Exercise requirements: Wherever a line in the records below contains "green", copy that line.

(Data items)
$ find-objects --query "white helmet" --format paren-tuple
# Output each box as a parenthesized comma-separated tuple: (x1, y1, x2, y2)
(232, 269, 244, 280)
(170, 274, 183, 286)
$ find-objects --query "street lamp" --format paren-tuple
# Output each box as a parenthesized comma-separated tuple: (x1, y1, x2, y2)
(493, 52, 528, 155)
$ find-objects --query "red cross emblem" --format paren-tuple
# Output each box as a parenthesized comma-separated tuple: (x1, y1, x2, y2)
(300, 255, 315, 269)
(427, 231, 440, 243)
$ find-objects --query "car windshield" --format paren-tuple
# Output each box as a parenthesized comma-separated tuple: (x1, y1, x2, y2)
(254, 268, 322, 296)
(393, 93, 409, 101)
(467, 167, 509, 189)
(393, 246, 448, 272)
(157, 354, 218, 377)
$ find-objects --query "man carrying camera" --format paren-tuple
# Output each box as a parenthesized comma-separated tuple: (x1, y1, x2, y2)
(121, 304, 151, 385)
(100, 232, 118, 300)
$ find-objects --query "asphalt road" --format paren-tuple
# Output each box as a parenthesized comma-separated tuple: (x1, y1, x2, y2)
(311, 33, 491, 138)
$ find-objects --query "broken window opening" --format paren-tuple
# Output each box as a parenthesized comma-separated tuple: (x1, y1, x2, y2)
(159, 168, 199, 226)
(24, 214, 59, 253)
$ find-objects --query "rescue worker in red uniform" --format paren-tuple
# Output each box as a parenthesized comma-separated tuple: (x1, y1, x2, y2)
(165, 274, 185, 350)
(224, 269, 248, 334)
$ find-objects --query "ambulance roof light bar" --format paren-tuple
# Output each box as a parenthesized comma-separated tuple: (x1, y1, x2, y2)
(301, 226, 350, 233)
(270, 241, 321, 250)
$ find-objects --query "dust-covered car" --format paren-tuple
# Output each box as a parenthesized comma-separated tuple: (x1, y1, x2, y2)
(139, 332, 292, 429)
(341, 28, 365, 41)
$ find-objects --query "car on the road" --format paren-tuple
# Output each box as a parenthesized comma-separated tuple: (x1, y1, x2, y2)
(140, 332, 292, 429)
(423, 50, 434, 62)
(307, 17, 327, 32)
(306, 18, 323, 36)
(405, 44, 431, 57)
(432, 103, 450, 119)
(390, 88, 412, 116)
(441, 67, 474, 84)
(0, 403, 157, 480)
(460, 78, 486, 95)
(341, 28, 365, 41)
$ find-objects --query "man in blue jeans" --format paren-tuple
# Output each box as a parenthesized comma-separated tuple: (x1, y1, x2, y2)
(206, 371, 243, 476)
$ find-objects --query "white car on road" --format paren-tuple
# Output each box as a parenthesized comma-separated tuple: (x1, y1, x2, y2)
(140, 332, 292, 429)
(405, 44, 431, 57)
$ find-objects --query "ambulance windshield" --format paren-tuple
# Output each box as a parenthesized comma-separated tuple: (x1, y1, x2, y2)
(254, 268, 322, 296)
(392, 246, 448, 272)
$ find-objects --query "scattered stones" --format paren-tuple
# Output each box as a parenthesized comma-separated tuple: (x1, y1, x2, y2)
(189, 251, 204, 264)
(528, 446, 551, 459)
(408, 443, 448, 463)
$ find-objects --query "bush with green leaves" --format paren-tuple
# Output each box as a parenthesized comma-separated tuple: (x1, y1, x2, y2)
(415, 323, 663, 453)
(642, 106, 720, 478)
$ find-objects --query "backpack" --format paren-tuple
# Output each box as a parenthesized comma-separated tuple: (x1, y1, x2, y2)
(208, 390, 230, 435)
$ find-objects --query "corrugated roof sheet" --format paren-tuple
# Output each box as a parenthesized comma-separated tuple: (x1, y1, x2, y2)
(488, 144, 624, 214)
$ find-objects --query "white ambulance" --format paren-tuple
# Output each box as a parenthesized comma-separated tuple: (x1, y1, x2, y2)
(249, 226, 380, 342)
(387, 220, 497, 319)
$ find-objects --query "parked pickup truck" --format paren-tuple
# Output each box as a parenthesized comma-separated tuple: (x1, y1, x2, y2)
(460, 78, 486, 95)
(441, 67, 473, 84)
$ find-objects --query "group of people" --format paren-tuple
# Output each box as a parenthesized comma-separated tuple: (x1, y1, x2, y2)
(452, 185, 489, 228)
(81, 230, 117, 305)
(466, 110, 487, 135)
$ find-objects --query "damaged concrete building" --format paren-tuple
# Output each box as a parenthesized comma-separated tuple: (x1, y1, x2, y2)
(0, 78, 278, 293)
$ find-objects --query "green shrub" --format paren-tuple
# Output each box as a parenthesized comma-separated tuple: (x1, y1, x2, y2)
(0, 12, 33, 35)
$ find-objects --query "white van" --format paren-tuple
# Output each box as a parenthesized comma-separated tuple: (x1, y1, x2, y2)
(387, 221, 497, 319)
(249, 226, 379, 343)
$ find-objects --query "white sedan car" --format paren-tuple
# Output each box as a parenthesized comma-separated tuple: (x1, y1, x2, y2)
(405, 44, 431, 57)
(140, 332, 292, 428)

Task response:
$ find-objects --query "bush with green leaves" --format paren-tuple
$ find-objects --query "green shrub" --format paren-tuple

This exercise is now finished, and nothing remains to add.